Extract =>
Leetcode #994 Rotting Oranges

Photo by Naomi Koelemans on Unsplash

In today’s blog, we will talk about another back it again at the algorithm question. This time is a little bit harder. I usually solve Breadth-First-Search (BFS) in a tree problem. Never in my life have I solved it with a non-tree data structure. For that reason, this problem is a good example to test the water. It is a popular interview question among big FANGG companies, especially Amazon (if you know). So let’s not talk more about it and dive deeper into the problem.

Here is the problem:


Why do we use BFS and not DFS?

Before jumping into the code, we should think about what kind of data structure/ algorithm we should utilize with this type of problem. Well, I already spoiled that we use BFS to solve this problem, but why not Depth-First-Search (DFS)? The answer is that BFS and DFS both could work for this problem, but BFS would be a better fit. As we know, the BFS Strategy prioritizes the breadth over depth (wider before it goes deeper). On the other hand, the DFS strategy prioritizes depth over breadth. These strategies tell us, with DFS, we usually process one single node at each step, while in BFS, we could process multiple clusters of nodes. Imagine several rotten oranges are distributed in different corners in the grid; We know that rotten oranges will contaminate their neighbors first before the contamination propagates to other fresh oranges. With BFS, at each step (iteration), we can figure out all the oranges that would be contaminated in the next round (minute). However, with DFS, we only explore one direction in-depth before trying out other directions. If you are not familiar with BFS/DFS, you can check this article(https://medium.com/swlh/bfs-vs-dfs-9b644c6c713c).

(Coordinate labeling data)
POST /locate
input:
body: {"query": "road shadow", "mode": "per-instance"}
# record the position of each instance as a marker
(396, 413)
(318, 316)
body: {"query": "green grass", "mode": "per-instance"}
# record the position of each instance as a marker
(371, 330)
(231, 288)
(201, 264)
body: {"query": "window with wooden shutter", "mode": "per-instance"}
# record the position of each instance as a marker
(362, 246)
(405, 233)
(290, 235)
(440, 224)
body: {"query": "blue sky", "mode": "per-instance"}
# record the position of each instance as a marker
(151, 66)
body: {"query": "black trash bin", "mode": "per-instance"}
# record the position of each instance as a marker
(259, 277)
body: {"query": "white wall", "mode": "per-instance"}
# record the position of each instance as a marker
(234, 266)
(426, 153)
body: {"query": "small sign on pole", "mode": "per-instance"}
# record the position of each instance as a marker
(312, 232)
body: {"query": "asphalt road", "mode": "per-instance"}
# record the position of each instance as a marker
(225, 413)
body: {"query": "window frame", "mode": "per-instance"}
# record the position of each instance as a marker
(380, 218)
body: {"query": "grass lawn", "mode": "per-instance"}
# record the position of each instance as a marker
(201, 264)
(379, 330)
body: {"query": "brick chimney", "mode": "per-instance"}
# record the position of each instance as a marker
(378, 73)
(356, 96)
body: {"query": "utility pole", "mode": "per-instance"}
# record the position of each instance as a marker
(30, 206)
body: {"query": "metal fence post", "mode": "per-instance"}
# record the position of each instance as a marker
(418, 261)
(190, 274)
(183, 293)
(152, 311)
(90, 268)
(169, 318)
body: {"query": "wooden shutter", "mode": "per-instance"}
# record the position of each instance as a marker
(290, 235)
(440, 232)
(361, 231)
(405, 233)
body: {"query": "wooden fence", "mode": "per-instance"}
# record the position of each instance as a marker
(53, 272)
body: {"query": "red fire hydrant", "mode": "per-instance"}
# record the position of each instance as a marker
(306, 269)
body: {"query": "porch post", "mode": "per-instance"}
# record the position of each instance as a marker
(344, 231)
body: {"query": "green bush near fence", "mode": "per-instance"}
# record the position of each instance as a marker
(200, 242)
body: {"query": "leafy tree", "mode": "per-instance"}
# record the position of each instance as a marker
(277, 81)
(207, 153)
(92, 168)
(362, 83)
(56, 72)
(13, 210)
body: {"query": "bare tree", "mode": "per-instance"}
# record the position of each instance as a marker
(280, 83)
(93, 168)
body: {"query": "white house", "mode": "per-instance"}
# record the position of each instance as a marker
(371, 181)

Set task A => Decide whether each statement agrees with the post on the Rotting Oranges problem: (i) The writer says DFS could not solve the problem. (ii) The writer had never before used BFS with a non-tree data structure. (iii) The post says the DFS strategy prioritizes breadth over depth. For each, answer yes or no and quote the words of the post that decide it.
Set task B => Carry on the post about the Rotting Oranges problem, starting right after its final sentence.
The records are separate from the Rotting Oranges post and unrelated to it.

Task result A =>
(i) No: "BFS and DFS both could work for this problem, but BFS would be a better fit."
(ii) Yes: "Never in my life have I solved it with a non-tree data structure."
(iii) No: "the DFS strategy prioritizes depth over breadth."

Task result B =>
We want to check the neighbors for the rotten oranges. We can think of checking one single unit of the top, down, left, and right from each rotten orange coordination until it reaches the farthest fresh oranges. With the BFS (queue) idea, we can find all the fresh oranges going to get contaminated.

First, we calculate the total fresh oranges in the M x N grid and find all the rotten oranges coordinate. If there are no fresh oranges, we can return 0. Otherwise, we have to coordinate checking the rotten oranges neighbors (West, East, North, South of the rotten oranges). Now we start traversing the 2d array matrix, with these two conditions, as long as there are still fresh oranges left and still rotten oranges left to be spread. We traverse the 2d matrix array based on the rotten oranges. One edge case that we need to know is that if there is a fresh orange that is never rotten, we need to return -1. I explained my code down below with some comments for more details. (disclaimer: It took me almost the whole day, and I was not able to solve it, therefore, I checked the solution and learned from it, or else is not productive at all. There is no shame in checking the solution after 1–2 hours stuck in the same problem, as long as you understand and learn the intuition from it. )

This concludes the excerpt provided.